§ **Saved entries**:
-------------------------

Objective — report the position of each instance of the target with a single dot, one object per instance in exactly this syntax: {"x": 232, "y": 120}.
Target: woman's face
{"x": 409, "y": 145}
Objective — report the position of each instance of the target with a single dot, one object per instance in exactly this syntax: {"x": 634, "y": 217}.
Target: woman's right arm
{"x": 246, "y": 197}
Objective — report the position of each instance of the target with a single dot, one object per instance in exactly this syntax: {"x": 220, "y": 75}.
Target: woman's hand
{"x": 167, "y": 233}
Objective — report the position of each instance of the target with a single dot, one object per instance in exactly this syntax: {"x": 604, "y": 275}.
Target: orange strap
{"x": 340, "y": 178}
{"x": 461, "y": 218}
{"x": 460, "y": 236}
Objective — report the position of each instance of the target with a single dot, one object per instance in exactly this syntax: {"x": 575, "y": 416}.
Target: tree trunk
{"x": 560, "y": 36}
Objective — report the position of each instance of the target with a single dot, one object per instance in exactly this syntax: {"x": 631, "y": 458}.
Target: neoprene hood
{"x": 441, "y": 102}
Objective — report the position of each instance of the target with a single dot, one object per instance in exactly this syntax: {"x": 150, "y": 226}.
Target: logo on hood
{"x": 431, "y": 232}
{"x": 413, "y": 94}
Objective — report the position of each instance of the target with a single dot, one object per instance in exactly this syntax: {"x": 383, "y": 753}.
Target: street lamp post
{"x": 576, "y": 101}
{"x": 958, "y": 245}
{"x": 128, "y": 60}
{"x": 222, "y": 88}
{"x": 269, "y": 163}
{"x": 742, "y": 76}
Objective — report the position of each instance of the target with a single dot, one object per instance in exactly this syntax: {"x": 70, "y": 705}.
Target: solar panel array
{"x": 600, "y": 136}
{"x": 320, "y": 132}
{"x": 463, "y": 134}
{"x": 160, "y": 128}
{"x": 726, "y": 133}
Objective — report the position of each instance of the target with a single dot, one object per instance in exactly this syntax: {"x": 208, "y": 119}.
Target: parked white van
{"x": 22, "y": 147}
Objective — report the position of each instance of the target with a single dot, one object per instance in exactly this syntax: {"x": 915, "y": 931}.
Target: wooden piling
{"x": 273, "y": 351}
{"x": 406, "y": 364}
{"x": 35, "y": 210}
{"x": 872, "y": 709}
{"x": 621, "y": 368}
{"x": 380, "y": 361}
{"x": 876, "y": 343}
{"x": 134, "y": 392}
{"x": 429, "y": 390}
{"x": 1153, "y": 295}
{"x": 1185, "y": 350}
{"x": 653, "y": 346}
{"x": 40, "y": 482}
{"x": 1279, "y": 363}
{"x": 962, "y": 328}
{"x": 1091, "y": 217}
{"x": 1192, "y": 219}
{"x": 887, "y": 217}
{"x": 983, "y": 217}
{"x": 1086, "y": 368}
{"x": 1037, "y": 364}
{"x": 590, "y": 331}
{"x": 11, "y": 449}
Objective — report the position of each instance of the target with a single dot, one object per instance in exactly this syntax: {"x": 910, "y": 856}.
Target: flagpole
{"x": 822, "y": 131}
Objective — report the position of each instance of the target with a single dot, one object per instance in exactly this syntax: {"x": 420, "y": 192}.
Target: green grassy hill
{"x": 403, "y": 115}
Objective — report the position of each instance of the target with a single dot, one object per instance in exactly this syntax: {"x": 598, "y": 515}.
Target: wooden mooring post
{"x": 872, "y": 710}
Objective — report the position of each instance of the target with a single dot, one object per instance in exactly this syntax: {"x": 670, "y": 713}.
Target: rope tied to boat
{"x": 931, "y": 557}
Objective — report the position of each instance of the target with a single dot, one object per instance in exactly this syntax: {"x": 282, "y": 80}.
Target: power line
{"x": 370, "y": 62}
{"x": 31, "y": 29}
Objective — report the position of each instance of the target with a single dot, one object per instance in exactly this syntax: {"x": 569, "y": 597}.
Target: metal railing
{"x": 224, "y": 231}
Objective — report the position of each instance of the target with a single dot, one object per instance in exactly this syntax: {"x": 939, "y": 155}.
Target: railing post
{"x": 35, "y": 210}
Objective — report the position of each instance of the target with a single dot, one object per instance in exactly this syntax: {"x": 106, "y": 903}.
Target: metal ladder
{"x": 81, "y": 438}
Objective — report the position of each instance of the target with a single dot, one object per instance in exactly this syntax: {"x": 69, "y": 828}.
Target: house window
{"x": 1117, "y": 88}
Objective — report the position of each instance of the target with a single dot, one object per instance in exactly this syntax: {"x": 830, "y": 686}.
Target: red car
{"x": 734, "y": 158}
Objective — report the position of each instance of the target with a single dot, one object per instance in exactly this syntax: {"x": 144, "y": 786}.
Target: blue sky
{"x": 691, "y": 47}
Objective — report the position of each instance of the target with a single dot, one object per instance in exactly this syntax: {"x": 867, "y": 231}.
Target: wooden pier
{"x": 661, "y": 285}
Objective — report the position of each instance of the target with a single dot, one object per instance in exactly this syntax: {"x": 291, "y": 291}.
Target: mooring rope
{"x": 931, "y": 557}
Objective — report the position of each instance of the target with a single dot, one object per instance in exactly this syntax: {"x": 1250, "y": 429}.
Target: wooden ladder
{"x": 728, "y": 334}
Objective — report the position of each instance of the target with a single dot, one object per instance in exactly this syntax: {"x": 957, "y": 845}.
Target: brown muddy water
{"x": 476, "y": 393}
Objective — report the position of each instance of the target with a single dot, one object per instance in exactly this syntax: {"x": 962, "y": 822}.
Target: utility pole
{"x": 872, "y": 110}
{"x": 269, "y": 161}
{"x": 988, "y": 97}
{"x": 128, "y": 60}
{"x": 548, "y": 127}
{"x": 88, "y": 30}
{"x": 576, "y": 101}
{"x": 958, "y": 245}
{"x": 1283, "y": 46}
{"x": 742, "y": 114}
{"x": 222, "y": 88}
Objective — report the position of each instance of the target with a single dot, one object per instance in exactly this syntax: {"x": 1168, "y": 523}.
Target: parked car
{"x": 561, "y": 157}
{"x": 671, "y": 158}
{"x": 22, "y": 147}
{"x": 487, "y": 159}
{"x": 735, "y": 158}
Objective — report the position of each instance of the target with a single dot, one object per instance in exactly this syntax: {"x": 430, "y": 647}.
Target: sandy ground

-------------------------

§ **What this task involves**:
Please reproduce each line above exactly as written.

§ **Response to this exercise**:
Objective — report the position of each instance of the target with a single dot, one object per instance in exactly this syntax: {"x": 232, "y": 120}.
Target: woman's face
{"x": 409, "y": 145}
Objective — report the position of each instance of the target with a single dot, one object per instance in exactly this syntax: {"x": 634, "y": 217}.
Target: woman's right arm
{"x": 246, "y": 197}
Objective — report the position of each instance of the target with a single dot, one object per instance in exactly this syntax: {"x": 220, "y": 75}.
Target: woman's hand
{"x": 167, "y": 233}
Objective — report the position of each instance of the target with a single dot, one object per instance in exactly this syntax: {"x": 604, "y": 275}.
Target: orange strap
{"x": 340, "y": 178}
{"x": 461, "y": 218}
{"x": 460, "y": 236}
Objective — report the position of each instance of the target with a single dot, one object per instance in exactly this syntax: {"x": 575, "y": 416}.
Target: tree trunk
{"x": 560, "y": 36}
Objective — report the position of each instance of the target with a single dot, one object per instance in exactly this syntax: {"x": 631, "y": 458}.
Target: neoprene hood
{"x": 441, "y": 102}
Objective — report the position of each instance of the target with a single dot, one object per instance in exactly this syntax: {"x": 150, "y": 226}.
Target: logo on hood
{"x": 431, "y": 232}
{"x": 413, "y": 94}
Objective — report the position of each instance of the target with a single dot, one object per instance in exactly this syntax: {"x": 383, "y": 753}.
Target: street lamp post
{"x": 576, "y": 101}
{"x": 958, "y": 245}
{"x": 128, "y": 60}
{"x": 222, "y": 88}
{"x": 269, "y": 163}
{"x": 742, "y": 76}
Objective — report the position of each instance of the target with a single dot, one object per instance in exactly this syntax: {"x": 70, "y": 705}.
Target: solar panel array
{"x": 600, "y": 136}
{"x": 320, "y": 132}
{"x": 463, "y": 134}
{"x": 160, "y": 128}
{"x": 726, "y": 133}
Objective — report the position of each instance of the target with a single dot, one object per instance in exactly this syntax: {"x": 208, "y": 119}.
Target: parked white van
{"x": 22, "y": 147}
Objective — report the position of each instance of the target with a single dot, one object per instance in exactly this syntax: {"x": 915, "y": 931}.
Target: wooden piling
{"x": 273, "y": 351}
{"x": 406, "y": 364}
{"x": 35, "y": 210}
{"x": 872, "y": 709}
{"x": 621, "y": 368}
{"x": 380, "y": 361}
{"x": 876, "y": 343}
{"x": 134, "y": 392}
{"x": 429, "y": 390}
{"x": 1153, "y": 295}
{"x": 1185, "y": 350}
{"x": 653, "y": 346}
{"x": 40, "y": 482}
{"x": 1279, "y": 363}
{"x": 962, "y": 328}
{"x": 1091, "y": 217}
{"x": 1192, "y": 219}
{"x": 887, "y": 217}
{"x": 983, "y": 217}
{"x": 1086, "y": 368}
{"x": 1037, "y": 364}
{"x": 590, "y": 331}
{"x": 11, "y": 449}
Objective — report the position of each instance of the target with a single dot, one object per instance in exactly this syntax: {"x": 910, "y": 856}.
Target: flagpole
{"x": 822, "y": 131}
Objective — report the position of each instance of the target with a single dot, one object per instance in exactly this syntax: {"x": 420, "y": 192}.
Target: green grassy hill
{"x": 403, "y": 115}
Objective — report the position of each instance of the target with a single dot, one object per instance in exactly this syntax: {"x": 598, "y": 515}.
Target: wooden mooring post
{"x": 872, "y": 710}
Objective — report the position of each instance of the target with a single dot, one object per instance in exactly this syntax: {"x": 670, "y": 713}.
Target: rope tied to boat
{"x": 931, "y": 557}
Objective — report the position of each instance of the target with a single dot, one object per instance in exactly this syntax: {"x": 282, "y": 80}.
Target: power line
{"x": 370, "y": 62}
{"x": 31, "y": 29}
Objective — report the position of each instance of the target with a single dot, one object per instance in exactly this syntax: {"x": 569, "y": 597}.
Target: metal railing
{"x": 224, "y": 231}
Objective — report the position of each instance of the target with a single dot, one object per instance in exactly this syntax: {"x": 939, "y": 155}.
Target: railing post
{"x": 35, "y": 210}
Objective — report the position of each instance of the target with a single dot, one object per instance in exactly this syntax: {"x": 106, "y": 903}.
Target: metal ladder
{"x": 81, "y": 438}
Objective — report the position of each instance of the target with a single dot, one object per instance in exactly this syntax: {"x": 69, "y": 828}.
Target: house window
{"x": 1117, "y": 88}
Objective — report the position of each instance of the target with a single dot, one object per instance in exactly this syntax: {"x": 830, "y": 686}.
Target: red car
{"x": 734, "y": 158}
Objective — report the position of each instance of the target with a single dot, one object per instance in exactly this syntax: {"x": 144, "y": 786}.
Target: blue sky
{"x": 691, "y": 47}
Objective — report the position of each instance of the target with a single dot, one object per instance in exactly this syntax: {"x": 867, "y": 231}.
Target: wooden pier
{"x": 661, "y": 285}
Objective — report the position of each instance of the target with a single dot, one object per instance in exactly this syntax: {"x": 291, "y": 291}.
Target: mooring rope
{"x": 931, "y": 557}
Objective — report the position of each instance of the target with a single dot, one object per instance in exactly this syntax: {"x": 1250, "y": 429}.
Target: wooden ladder
{"x": 728, "y": 334}
Objective — report the position of each instance of the target with a single dot, one object per instance in exactly this syntax: {"x": 957, "y": 845}.
Target: brown muddy water
{"x": 476, "y": 393}
Objective — report the position of each instance of the target with a single dot, one object per instance in exactly this syntax: {"x": 962, "y": 822}.
Target: utility pole
{"x": 872, "y": 110}
{"x": 269, "y": 161}
{"x": 988, "y": 97}
{"x": 128, "y": 60}
{"x": 548, "y": 127}
{"x": 88, "y": 30}
{"x": 576, "y": 101}
{"x": 958, "y": 245}
{"x": 1283, "y": 46}
{"x": 742, "y": 114}
{"x": 222, "y": 88}
Objective — report the position of each instance of the target with a single dot, one object per instance in exactly this syntax: {"x": 1168, "y": 523}.
Target: parked car
{"x": 561, "y": 157}
{"x": 671, "y": 158}
{"x": 22, "y": 147}
{"x": 487, "y": 159}
{"x": 735, "y": 158}
Objective — report the position of each instance of the target with a single dot, one object per instance in exactly this syntax: {"x": 430, "y": 647}.
Target: sandy ground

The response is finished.